> _Task objective_
Extract from the entries below each line that contains the word "angle", and list those lines in the order they appear.

> _Dataset records_
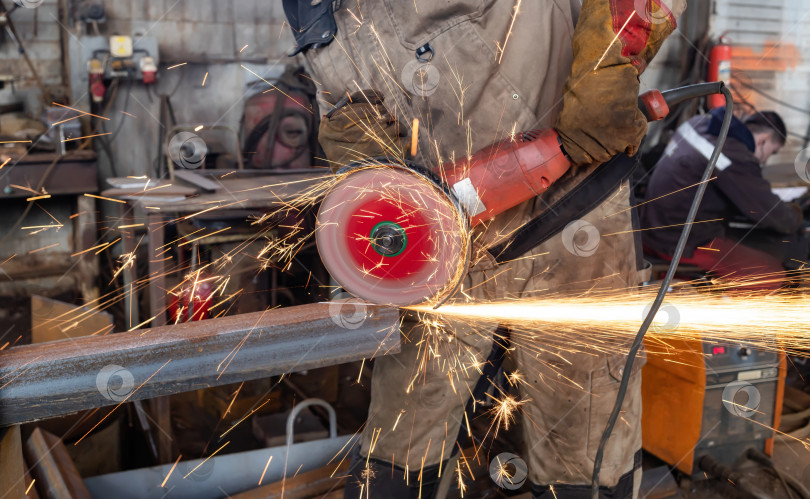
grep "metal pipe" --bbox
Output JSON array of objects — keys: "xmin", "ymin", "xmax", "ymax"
[{"xmin": 0, "ymin": 301, "xmax": 399, "ymax": 426}]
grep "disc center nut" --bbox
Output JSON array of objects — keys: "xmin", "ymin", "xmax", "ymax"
[{"xmin": 369, "ymin": 222, "xmax": 408, "ymax": 256}]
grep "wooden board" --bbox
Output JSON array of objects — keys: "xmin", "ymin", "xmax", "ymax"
[{"xmin": 0, "ymin": 425, "xmax": 26, "ymax": 497}]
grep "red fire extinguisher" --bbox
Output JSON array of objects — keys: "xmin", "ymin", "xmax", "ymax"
[{"xmin": 706, "ymin": 36, "xmax": 731, "ymax": 109}]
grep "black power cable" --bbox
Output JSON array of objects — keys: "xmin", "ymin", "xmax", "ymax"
[{"xmin": 591, "ymin": 83, "xmax": 734, "ymax": 499}]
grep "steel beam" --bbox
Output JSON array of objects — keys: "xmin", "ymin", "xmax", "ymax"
[{"xmin": 0, "ymin": 301, "xmax": 399, "ymax": 426}]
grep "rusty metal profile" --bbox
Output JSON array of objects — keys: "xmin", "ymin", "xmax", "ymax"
[{"xmin": 0, "ymin": 300, "xmax": 399, "ymax": 426}]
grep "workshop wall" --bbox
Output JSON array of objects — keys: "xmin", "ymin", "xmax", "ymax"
[
  {"xmin": 0, "ymin": 0, "xmax": 66, "ymax": 112},
  {"xmin": 72, "ymin": 0, "xmax": 294, "ymax": 176}
]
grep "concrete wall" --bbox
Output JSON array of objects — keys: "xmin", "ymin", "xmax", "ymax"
[{"xmin": 0, "ymin": 0, "xmax": 295, "ymax": 176}]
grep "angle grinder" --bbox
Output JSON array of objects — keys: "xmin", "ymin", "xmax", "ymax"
[{"xmin": 315, "ymin": 82, "xmax": 722, "ymax": 306}]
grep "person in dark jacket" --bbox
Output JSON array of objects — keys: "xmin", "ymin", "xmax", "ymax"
[{"xmin": 641, "ymin": 109, "xmax": 803, "ymax": 290}]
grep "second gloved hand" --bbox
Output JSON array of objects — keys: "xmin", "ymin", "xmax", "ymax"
[{"xmin": 555, "ymin": 0, "xmax": 686, "ymax": 165}]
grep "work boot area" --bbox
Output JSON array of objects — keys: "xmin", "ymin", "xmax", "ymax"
[{"xmin": 0, "ymin": 0, "xmax": 810, "ymax": 499}]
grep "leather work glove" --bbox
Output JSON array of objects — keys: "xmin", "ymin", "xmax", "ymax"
[
  {"xmin": 318, "ymin": 90, "xmax": 407, "ymax": 170},
  {"xmin": 555, "ymin": 0, "xmax": 686, "ymax": 165}
]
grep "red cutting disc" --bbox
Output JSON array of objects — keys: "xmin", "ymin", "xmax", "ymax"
[{"xmin": 315, "ymin": 166, "xmax": 468, "ymax": 306}]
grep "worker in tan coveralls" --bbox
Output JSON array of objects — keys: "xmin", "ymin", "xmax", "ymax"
[{"xmin": 284, "ymin": 0, "xmax": 685, "ymax": 498}]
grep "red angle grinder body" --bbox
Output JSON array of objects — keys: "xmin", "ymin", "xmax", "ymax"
[
  {"xmin": 315, "ymin": 91, "xmax": 668, "ymax": 306},
  {"xmin": 315, "ymin": 130, "xmax": 571, "ymax": 306}
]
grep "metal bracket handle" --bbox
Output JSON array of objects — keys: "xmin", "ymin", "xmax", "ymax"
[{"xmin": 287, "ymin": 398, "xmax": 337, "ymax": 447}]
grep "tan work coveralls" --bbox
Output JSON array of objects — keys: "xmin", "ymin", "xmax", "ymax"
[{"xmin": 306, "ymin": 0, "xmax": 643, "ymax": 496}]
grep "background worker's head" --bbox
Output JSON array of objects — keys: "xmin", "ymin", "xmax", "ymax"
[{"xmin": 745, "ymin": 111, "xmax": 787, "ymax": 165}]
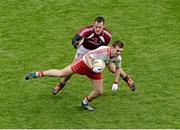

> _Written answer_
grep "angle grinder" --bbox
grep "red angle grinder body" --bbox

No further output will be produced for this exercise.